--- Start Records shown ---

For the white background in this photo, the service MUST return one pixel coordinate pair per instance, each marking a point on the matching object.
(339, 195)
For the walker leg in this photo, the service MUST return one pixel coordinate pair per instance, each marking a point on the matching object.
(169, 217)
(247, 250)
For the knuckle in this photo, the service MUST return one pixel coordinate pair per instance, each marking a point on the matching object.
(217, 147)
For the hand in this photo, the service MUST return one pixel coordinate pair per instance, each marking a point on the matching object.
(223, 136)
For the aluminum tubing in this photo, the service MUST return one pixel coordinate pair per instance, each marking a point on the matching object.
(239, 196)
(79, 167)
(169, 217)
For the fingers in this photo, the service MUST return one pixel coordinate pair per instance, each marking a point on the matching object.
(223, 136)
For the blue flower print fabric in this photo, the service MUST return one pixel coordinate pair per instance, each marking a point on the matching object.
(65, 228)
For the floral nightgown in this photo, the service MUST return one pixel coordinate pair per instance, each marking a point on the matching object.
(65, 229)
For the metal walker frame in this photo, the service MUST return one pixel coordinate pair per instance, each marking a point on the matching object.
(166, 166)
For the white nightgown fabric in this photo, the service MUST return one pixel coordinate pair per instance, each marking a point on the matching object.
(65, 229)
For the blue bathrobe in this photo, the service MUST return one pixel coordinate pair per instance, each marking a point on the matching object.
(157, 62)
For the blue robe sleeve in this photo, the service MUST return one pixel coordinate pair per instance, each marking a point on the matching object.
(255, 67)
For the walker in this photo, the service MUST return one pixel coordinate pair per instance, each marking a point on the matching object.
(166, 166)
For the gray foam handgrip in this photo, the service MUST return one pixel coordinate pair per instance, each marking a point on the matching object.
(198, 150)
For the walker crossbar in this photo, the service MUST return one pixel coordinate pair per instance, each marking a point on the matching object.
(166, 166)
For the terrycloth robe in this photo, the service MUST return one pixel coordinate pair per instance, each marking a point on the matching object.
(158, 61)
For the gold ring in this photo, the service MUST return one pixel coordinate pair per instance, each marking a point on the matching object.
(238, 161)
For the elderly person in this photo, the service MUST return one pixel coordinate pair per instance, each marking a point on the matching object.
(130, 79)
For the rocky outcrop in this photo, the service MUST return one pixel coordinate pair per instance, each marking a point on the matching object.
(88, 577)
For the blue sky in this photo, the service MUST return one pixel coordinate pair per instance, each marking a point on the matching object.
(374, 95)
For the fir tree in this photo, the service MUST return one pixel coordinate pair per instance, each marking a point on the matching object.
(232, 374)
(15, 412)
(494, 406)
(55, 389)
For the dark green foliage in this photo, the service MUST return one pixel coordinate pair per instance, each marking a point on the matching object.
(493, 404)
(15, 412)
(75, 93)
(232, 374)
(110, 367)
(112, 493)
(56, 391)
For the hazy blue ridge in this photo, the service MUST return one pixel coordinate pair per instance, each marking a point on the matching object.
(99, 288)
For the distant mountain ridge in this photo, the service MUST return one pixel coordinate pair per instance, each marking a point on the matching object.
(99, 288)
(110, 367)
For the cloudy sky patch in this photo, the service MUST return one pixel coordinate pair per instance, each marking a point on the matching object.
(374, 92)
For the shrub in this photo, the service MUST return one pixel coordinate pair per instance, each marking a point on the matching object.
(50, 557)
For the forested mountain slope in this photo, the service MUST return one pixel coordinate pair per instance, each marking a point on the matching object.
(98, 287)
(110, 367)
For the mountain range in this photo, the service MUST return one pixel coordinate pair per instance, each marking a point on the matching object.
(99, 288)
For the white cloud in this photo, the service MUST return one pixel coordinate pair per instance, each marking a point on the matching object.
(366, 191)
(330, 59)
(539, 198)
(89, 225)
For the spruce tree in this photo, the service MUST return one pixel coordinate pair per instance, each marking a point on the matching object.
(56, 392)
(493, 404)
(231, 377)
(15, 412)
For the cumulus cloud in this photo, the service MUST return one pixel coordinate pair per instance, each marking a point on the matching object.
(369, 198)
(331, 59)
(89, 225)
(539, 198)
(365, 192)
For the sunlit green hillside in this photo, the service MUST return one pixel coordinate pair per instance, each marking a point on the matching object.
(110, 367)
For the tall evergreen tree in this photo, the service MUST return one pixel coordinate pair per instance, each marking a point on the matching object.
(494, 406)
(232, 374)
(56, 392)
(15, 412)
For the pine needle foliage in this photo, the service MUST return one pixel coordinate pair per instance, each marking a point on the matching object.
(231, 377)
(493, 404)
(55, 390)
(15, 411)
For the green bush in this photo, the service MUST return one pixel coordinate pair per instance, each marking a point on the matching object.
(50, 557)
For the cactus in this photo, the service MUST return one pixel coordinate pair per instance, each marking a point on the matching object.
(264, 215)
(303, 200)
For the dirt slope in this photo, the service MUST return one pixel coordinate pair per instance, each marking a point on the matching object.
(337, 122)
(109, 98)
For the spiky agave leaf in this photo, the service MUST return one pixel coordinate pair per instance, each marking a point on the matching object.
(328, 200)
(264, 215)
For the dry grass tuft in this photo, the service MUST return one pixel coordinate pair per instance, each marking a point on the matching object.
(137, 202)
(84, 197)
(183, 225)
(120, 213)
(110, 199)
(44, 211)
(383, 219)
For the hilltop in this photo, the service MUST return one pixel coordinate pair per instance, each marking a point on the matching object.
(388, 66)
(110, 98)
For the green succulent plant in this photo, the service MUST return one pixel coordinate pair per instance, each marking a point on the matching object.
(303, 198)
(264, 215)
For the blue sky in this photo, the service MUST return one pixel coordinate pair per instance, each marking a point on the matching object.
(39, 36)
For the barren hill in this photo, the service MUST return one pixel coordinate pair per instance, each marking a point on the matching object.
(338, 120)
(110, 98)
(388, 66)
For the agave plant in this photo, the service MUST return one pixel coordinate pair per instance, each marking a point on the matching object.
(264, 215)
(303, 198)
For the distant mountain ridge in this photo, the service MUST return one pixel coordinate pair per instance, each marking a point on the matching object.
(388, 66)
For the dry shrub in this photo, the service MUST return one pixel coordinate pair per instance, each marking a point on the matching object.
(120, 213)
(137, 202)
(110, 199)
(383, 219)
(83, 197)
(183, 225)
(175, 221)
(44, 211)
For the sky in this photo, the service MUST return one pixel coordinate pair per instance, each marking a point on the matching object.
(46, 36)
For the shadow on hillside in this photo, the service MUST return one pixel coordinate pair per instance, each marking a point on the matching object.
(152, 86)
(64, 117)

--- End Records shown ---

### Stated problem
Rewrite every line starting at the one containing "For the dry shrub" and ending at the last of the rows, keeping the text lines unchanged and adding 31 to each number in the coordinate pairs.

### Finished answer
For the dry shrub in this photo, the service MUST return one pixel coordinate pair per instance, each marking a point on the matching object.
(151, 244)
(168, 233)
(141, 230)
(414, 250)
(114, 228)
(214, 256)
(206, 252)
(75, 242)
For the sky in this photo, the service MUST return one pixel coordinate pair per instance, each marking a point on the matching object.
(77, 67)
For the shadow on hillside in this photo, the service MUST return one pixel coordinate pair per instance, each marking a point on the matching object.
(183, 117)
(95, 148)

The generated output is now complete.